Фрагмент текста:
# # # #
Испытание страданием и готовностью к самопожертвованию выдерживает Маргарита, в характере которой ассимилированы черты гетевского искателя и борца Фауста. Но и она попадает в сети сатаны, ибо, заключая о ним союз, не сознает, «что за фасадом уничтожившего ее счастье порядка вещей скрывается все тот же Воланд» (там же). Имя Маргарита происходит от греческого слова и означает — «жемчужина». В гностической литературе «так называлась драгоценная человеческая душа или, в своей глубинной основе, «душа мира» — София, — которую приходил освободить из плена сатанинского дракона и возвратить в область божественного света гностический Спаситель» (15, с. 69). В соответствии со значением своего имени Маргарита попадает в нравственно двусмысленные ситуации, равно открытые как гибельному, так и спасительному исходу, в сердце ее идет борьба между спасителем-Богом и губителем-дьяволом. Тяжкий грех Маргариты, считает критик, — в признании всесильности Воланда, в то время как неспособный к положительному творению, он лишь извращенный имитатор Творца, а его бал — кощунственная пародия на воскресение. Таким образом, и Мастер, и его подруга — виновны и должны искупить свою вину. Милосердием Иешуа они избавлены от адских мук в царстве теней, получая вечный приют покоя — нечто «между чистилищем и первым кругом дантовского ада» (15, с. 72), — где выходят из-под власти Воланда. Он именно оставляет их в «покое», но сам не творит никакого блага. Однако, замечает Круговой, как и в трагедии Гёте, зло имеет у Булгакова конструктивное значение: оно понуждает людей к нравственному выбору.
# # # #
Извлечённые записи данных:

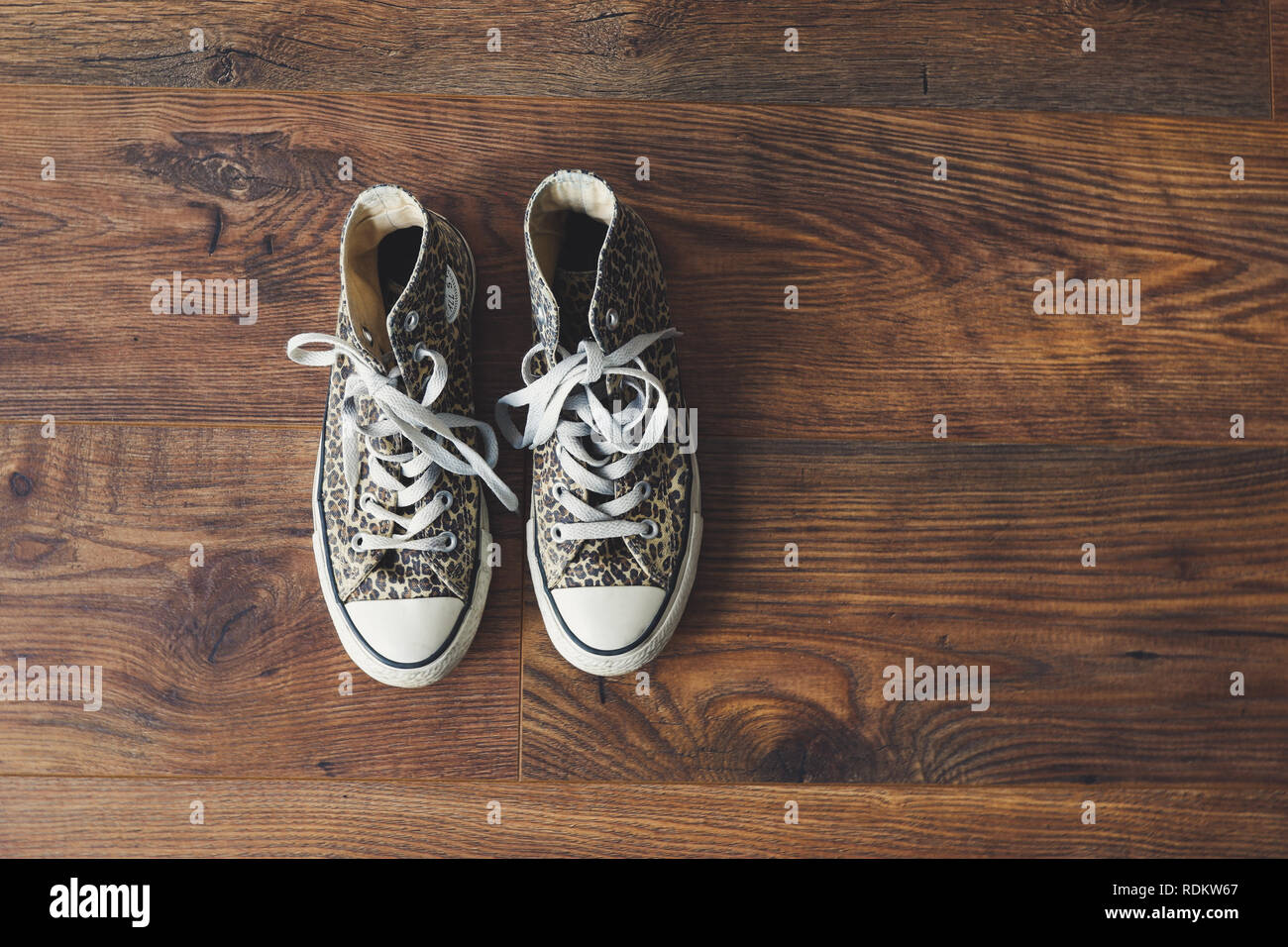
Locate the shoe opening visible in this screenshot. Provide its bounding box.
[342,185,429,362]
[528,171,617,305]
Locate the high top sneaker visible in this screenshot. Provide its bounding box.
[286,185,518,686]
[497,171,702,677]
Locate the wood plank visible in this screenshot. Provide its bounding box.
[0,87,1288,445]
[1266,0,1288,121]
[522,440,1288,789]
[0,422,522,778]
[0,777,1288,858]
[0,0,1270,117]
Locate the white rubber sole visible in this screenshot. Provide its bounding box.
[313,501,492,686]
[528,458,702,678]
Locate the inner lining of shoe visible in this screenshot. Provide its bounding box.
[528,174,617,314]
[343,187,429,362]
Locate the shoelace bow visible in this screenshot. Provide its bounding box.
[496,329,679,543]
[286,333,519,553]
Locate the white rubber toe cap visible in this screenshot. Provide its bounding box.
[550,585,666,651]
[344,596,465,665]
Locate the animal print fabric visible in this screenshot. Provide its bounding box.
[524,171,692,588]
[321,193,483,601]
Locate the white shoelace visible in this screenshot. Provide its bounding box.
[496,329,679,543]
[286,333,519,553]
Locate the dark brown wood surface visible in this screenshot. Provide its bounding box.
[0,89,1288,445]
[0,777,1288,858]
[1267,0,1288,121]
[523,441,1288,785]
[0,0,1288,857]
[0,422,523,779]
[0,0,1270,117]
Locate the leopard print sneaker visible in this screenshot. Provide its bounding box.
[497,171,702,677]
[286,184,518,686]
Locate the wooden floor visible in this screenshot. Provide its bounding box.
[0,0,1288,857]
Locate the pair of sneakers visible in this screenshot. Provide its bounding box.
[287,171,702,686]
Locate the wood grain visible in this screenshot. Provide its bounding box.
[0,0,1270,117]
[523,440,1288,788]
[0,87,1288,445]
[1266,0,1288,121]
[0,422,522,778]
[0,777,1288,858]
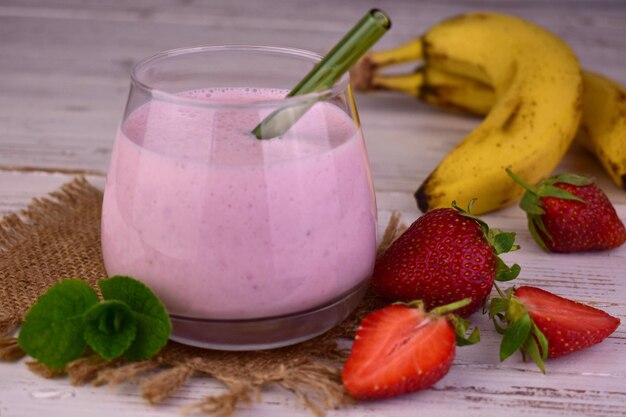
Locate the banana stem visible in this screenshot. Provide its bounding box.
[367,38,424,68]
[372,71,425,96]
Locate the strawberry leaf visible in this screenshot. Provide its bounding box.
[519,191,545,215]
[538,184,586,203]
[489,298,509,319]
[522,337,546,374]
[449,315,480,346]
[553,173,593,187]
[452,198,490,239]
[531,321,548,360]
[488,229,519,255]
[500,313,532,361]
[495,257,522,282]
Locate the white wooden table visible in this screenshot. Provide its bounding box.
[0,0,626,417]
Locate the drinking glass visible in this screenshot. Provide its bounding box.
[102,45,376,350]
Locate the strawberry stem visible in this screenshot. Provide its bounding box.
[430,298,472,316]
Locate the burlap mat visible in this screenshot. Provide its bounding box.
[0,178,403,417]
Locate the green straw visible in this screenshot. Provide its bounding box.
[252,9,391,139]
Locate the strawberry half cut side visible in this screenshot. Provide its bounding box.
[489,286,620,373]
[342,299,480,399]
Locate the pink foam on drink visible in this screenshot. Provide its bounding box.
[102,88,376,319]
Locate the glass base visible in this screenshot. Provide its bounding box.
[170,281,369,351]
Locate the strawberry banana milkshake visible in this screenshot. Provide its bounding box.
[102,87,376,320]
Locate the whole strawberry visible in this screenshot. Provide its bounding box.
[489,286,620,372]
[507,170,626,253]
[372,203,520,317]
[341,299,480,399]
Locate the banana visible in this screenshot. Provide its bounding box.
[577,71,626,189]
[356,61,626,189]
[355,13,582,214]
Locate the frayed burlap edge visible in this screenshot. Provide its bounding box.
[0,178,406,417]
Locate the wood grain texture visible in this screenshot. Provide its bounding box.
[0,0,626,417]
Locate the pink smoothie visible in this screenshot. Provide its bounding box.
[102,88,376,319]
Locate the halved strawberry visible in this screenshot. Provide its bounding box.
[490,286,620,372]
[342,299,480,399]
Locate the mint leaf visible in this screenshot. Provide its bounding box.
[98,276,172,360]
[84,300,137,361]
[19,279,98,369]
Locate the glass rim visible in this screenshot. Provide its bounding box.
[130,44,350,109]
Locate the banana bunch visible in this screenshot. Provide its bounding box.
[352,13,580,214]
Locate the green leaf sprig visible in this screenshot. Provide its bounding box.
[18,276,172,370]
[506,168,593,252]
[452,199,522,282]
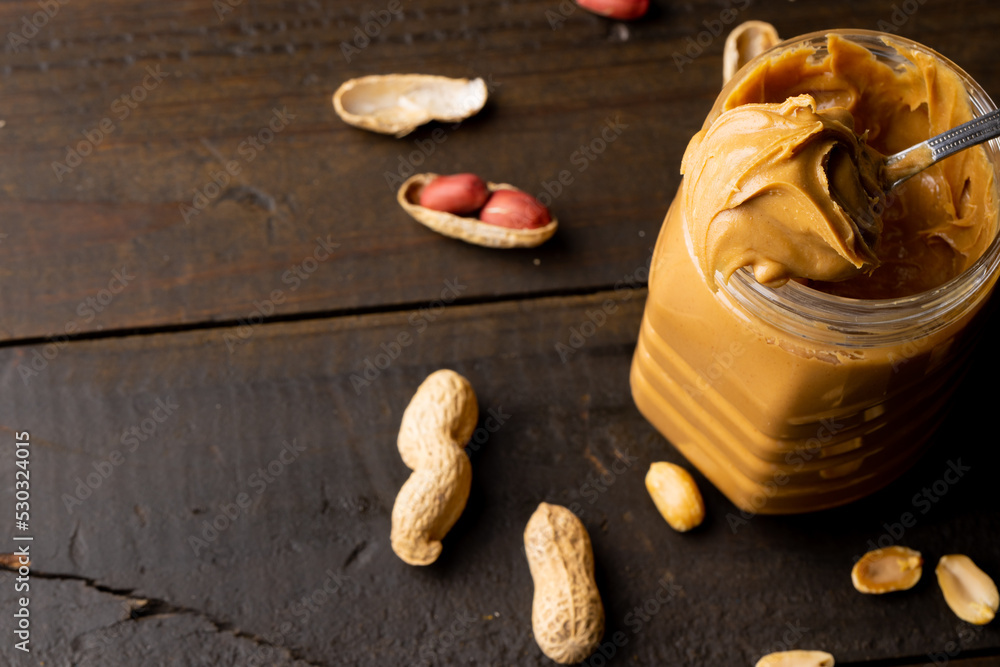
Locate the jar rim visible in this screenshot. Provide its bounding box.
[716,29,1000,347]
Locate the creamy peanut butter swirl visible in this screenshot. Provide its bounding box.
[677,34,998,299]
[681,95,881,288]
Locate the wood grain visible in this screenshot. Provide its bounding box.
[0,290,1000,667]
[0,0,1000,341]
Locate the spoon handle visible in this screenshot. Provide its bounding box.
[885,109,1000,189]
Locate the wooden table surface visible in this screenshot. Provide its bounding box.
[0,0,1000,667]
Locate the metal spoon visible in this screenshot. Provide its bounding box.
[882,109,1000,192]
[854,109,1000,244]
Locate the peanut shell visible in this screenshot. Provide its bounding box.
[396,173,559,248]
[722,21,781,85]
[333,74,487,137]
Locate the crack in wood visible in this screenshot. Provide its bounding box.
[31,570,329,667]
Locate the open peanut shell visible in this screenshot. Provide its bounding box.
[333,74,487,137]
[396,173,559,248]
[722,21,781,85]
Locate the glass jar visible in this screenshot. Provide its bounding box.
[631,30,1000,514]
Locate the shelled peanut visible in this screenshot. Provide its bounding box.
[646,461,705,533]
[576,0,649,21]
[851,546,924,595]
[396,173,558,248]
[934,554,1000,625]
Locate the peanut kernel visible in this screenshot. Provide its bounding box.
[934,554,1000,625]
[646,461,705,533]
[851,546,924,595]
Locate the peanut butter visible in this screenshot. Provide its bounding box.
[681,95,881,288]
[716,34,997,299]
[631,31,1000,516]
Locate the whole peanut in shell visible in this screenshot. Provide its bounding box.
[524,503,604,664]
[390,370,479,565]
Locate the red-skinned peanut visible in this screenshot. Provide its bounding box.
[576,0,649,21]
[420,174,490,215]
[479,190,552,229]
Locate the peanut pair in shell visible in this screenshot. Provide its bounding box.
[396,173,559,248]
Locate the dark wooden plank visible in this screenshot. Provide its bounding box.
[0,290,1000,667]
[0,0,1000,340]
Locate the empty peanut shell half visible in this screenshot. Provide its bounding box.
[934,554,1000,625]
[396,173,559,248]
[851,546,924,594]
[722,21,781,85]
[333,74,486,137]
[754,651,834,667]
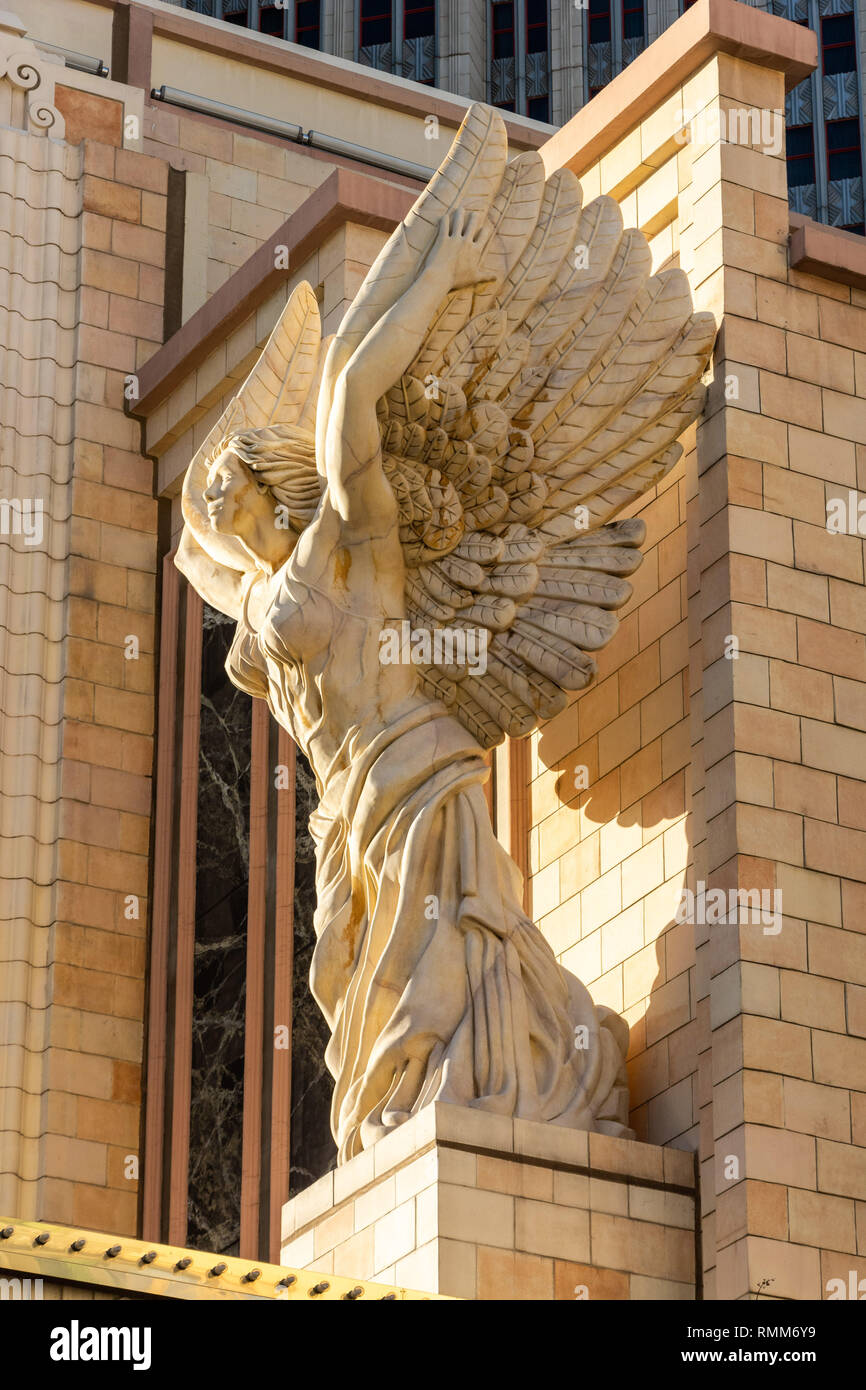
# # # #
Задание: Переведите на английский язык предложение из фрагмента текста: «Имя Маргарита происходит от греческого слова и означает — „жемчужина“».

Ответ: The name Margarita comes from a Greek word and means "pearl."